## Exercise set
1. According to the school funding article, how much will school funding increase in 2022-3?
2. Write the next part of the school funding article, picking up after its final sentence.

## Text passage
>>>>
Education unions

School funding: don't give comfort to Tory election gimmicks

Submitted by Class Struggle on Fri, 13/09/2019 - 09:11

Patrick Murphy (personal capacity)

On Friday August 30th the Tory government announced an increase in funding for schools over the next 3 years. They spun it as a £14bn increase and Boris Johnson boasted that this would “make sure every child receives a superb education regardless of which school they attend or where they grew up.” In fact school funding will increase by £7.1bn per year but it will take 3 years to reach that figure with a £2.6bn increase in £2020-1, rising to £4.8bn in 2021-2 and then £7.1bn in 2022-3.

The funding announcement didn’t come in isolation or without political context. It was part of a wider political agenda which included other promises on education as well as other public services. This agenda was launched as part of Johnson’s preparation for a general election just a few days before his outrageous prorogation of Parliament. Plainly he was looking for some good press coverage before launching a major political battle with his opponents, not only in Parliament but in his own party. It is no exaggeration to say that, should he win that battle, the consequence for education, trade unions and working class people in general would be an unmitigated disaster.

In those circumstances the response of the NEU to the funding announcement was, to say the least, very disappointing. If that seems harsh just consider the responses from some of the key players in the education funding debate.

Jules White, the headteacher who launched the Worth Less campaign said schools in England would need to see how much they would receive in real terms before passing judgment. “It is clear, he said, “that the major funding crisis that has blighted schools and post-16 provision is now being taken seriously by the government. But while the government’s headline figure is for £14bn, the actual increase in total spending on schools may be half of this, at £7.1bn. We also need to know how our real-terms spending power will be affected by rising student numbers and other inflationary costs.”

The shadow education secretary, Angela Rayner, said: “This comes nowhere close to meeting the prime minister’s pledge to reverse the Tories’ education cuts, let alone matching Labour’s plans to invest in a national education service. Instead it is yet another con trick by a politician who has shown time and again that you just can’t trust his promises.”

In its report of the funding announcement the Guardian spoke to a number of head teachers. They found that they “were wary of the government’s figures, citing previous occasions when funding announcements had been less generous than first presented, and some said the extra cash would not be enough even if delivered as advertised. Some heads suggested that few schools – mainly those concentrated in the most poorly funded regions – would benefit from the minimum funding pledge of £5,000 per secondary pupil and £4,000 per primary pupil. One senior head estimated that only one out of 10 schools would see a significant benefit”.
And this cautious reaction wasn’t restricted to education campaigners. The Insititute for Fiscal Studies said that while the package “represents a large increase in spending per pupil , a 13-year period of no net growth in school spending per pupil, after inflation, still represents a significant squeeze on school budgets when considered in historical terms.”
<<<<
## Supplied data
>>>>
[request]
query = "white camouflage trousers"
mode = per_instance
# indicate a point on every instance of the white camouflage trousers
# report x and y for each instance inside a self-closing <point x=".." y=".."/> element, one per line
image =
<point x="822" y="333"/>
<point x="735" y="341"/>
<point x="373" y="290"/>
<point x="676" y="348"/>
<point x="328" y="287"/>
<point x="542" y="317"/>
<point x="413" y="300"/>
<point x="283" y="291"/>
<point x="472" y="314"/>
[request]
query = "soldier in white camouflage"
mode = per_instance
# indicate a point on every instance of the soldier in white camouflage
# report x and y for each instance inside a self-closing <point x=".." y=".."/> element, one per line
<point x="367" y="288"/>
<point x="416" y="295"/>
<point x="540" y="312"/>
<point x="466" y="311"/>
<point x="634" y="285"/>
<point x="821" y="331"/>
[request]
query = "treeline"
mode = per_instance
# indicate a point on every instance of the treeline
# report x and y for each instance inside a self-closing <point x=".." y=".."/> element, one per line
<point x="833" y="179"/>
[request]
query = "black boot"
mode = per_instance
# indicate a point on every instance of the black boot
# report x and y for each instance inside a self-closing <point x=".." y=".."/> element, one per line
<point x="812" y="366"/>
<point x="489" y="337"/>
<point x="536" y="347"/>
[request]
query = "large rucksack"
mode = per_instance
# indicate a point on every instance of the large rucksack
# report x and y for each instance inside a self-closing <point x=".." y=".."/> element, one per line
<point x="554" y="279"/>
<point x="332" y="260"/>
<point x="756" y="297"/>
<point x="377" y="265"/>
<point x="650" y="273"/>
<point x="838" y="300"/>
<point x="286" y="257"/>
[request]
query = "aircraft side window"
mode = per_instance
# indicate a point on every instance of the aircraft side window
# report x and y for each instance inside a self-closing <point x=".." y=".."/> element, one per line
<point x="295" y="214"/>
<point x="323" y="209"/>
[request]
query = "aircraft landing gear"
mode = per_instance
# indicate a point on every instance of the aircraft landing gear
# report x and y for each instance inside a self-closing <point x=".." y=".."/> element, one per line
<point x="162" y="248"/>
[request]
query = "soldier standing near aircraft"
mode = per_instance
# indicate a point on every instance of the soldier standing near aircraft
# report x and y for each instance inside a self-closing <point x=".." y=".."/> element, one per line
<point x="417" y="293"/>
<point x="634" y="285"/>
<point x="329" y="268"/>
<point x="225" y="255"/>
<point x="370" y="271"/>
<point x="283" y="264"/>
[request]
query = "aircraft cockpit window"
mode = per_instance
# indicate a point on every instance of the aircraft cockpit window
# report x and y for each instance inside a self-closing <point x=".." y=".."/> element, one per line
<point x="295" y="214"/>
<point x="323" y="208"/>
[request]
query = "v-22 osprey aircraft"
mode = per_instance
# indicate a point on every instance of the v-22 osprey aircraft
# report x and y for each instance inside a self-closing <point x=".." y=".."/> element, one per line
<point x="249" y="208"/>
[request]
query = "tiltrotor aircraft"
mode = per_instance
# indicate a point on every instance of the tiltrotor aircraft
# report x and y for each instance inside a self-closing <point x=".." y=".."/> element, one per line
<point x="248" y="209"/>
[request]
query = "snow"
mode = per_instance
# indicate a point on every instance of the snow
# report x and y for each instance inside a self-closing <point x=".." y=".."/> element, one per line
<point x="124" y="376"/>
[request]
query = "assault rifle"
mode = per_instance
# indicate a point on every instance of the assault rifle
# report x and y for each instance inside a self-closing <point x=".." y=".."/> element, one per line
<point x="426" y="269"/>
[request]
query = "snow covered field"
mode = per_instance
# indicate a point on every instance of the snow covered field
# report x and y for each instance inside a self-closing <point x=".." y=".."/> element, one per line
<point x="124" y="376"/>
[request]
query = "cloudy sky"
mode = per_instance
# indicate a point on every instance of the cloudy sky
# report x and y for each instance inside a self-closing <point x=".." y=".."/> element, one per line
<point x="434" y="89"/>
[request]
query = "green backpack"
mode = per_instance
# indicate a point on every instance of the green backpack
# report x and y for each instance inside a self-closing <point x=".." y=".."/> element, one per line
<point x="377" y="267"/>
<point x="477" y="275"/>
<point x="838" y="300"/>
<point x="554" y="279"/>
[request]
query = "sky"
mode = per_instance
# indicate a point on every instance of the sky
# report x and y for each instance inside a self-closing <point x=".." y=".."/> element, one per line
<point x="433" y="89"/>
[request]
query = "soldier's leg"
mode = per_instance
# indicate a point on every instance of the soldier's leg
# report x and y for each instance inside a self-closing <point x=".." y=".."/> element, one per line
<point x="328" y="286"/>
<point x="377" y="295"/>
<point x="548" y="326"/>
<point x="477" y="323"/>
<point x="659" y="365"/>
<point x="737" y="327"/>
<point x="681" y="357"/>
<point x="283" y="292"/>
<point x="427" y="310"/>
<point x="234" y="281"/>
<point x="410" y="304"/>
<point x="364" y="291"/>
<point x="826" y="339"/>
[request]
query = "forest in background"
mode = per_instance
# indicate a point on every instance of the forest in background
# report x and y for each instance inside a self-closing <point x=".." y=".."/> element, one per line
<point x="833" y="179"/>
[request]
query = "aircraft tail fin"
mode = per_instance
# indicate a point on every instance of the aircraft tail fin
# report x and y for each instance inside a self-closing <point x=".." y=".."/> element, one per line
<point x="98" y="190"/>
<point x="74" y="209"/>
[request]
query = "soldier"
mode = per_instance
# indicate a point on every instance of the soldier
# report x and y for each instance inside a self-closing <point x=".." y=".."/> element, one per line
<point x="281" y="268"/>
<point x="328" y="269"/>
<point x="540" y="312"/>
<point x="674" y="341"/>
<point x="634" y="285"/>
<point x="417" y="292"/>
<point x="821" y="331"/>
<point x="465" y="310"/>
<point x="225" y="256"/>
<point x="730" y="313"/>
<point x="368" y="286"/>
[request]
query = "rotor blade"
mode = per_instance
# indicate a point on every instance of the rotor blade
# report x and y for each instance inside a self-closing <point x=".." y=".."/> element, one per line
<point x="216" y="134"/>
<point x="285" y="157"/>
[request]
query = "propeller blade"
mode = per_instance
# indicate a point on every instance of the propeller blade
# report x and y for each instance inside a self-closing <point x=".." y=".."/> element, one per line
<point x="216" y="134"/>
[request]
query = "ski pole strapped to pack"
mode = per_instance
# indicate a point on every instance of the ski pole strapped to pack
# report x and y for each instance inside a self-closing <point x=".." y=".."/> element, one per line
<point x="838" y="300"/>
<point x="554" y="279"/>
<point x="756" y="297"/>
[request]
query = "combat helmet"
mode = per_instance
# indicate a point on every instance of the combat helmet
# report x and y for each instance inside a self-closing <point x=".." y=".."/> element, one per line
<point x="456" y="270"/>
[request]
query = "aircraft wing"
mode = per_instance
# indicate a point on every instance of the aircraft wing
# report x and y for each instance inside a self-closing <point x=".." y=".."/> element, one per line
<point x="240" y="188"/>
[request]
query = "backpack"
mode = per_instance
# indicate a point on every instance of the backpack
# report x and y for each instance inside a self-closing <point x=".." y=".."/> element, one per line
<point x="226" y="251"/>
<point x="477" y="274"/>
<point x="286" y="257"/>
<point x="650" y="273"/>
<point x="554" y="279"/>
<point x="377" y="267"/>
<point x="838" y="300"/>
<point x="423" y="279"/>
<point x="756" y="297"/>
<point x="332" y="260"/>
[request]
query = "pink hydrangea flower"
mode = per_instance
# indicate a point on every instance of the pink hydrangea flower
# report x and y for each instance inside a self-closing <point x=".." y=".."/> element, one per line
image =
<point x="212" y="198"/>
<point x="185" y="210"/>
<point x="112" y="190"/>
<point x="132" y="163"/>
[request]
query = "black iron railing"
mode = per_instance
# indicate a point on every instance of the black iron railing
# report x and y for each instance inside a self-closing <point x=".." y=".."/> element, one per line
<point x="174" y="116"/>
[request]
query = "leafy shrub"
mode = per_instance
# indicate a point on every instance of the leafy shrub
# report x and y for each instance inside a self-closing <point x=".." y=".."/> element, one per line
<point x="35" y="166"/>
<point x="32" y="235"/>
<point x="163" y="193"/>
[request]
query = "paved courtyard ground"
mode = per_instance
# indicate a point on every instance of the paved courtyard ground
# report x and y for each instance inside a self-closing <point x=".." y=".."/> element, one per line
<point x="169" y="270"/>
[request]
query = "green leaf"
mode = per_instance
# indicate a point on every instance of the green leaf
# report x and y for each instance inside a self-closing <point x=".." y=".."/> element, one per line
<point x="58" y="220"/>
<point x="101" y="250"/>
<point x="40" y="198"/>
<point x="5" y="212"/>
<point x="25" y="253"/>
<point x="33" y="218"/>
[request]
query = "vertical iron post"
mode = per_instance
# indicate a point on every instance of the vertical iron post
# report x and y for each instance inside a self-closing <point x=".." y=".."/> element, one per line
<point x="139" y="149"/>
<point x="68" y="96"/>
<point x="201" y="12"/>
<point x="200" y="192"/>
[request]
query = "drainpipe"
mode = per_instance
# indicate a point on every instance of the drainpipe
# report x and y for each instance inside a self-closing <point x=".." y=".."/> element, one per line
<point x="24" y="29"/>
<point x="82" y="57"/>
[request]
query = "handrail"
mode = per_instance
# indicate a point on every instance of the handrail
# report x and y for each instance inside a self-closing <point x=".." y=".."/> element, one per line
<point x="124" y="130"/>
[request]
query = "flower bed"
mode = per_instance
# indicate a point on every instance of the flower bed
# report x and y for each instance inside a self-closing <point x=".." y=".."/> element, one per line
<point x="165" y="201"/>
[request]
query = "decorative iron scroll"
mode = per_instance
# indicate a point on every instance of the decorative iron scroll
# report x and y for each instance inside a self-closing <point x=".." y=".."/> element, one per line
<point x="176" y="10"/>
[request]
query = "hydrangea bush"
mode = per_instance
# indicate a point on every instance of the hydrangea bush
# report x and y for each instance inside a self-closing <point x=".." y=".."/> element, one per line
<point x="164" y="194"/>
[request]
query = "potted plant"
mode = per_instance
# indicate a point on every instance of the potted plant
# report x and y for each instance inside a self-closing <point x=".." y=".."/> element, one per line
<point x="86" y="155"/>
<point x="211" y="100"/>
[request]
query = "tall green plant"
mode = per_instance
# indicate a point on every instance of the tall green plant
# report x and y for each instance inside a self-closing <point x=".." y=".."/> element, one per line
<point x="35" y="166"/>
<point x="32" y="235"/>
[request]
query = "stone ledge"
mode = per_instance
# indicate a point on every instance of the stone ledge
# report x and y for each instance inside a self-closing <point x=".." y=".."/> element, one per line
<<<<
## Results for the exercise
1. £7.1bn

2.
There is little or no comfort for the government in any of those responses. The Johnson government had to be disappointed at the lack of enthusiasm for their much-heralded pledges. They could take a lot more comfort, however, from the response of the NEU. Our press statement described the announcement as ‘very positive’ and the most critical note struck was, in many ways, a backhanded compliment. The government’s statement should, the NEU said, have “come with a note of apology”. An apology is what you do when you are admitting fault and agreeing to put it right. The government were doing neither.

The other responses made most of the key points about the limits and uncertainties around this funding pledge. In addition there was a need to highlight Johnson’s promise that funding would be “be levelled up across the entire country”. The real meaning of that is that the main beneficiaries of this injection of money will be affluent areas where the Tories electoral prospects are most at risk. In light of the linked announcement about behaviour and exclusions more money will also be spent on paying mainly private providers to take the increased number of pupils who will be excluded from mainstream schools. On top of all that we know it to be the case that large amounts of the additional funding will be used to boost the lagging academy and free school programmes.

There is nothing wrong with wanting to encourage activists and campaigners who have worked to put school funding at the top of the political agenda. In a message to union members that is entirely appropriate. Even then it would be important to dispel illusions and keep them alert to the need for further campaigning. In publicly reacting to an election gimmick from a hostile and deeply untrustworthy government desperate for positive headlines the priorities are, and must be, different.

Last week the Union published a different and better response with the strapline ‘It’s a start but not enough’. This time what stood out was the rebuttal of Johnson’s main claims. In particular the facts that
“Not every school will see a real terms rise.
Schools will not see any extra money until at least April 2020.
The Government has said they are delivering a minimum of £5,000 per secondary pupil. This is not true. Many schools will receive less than this.”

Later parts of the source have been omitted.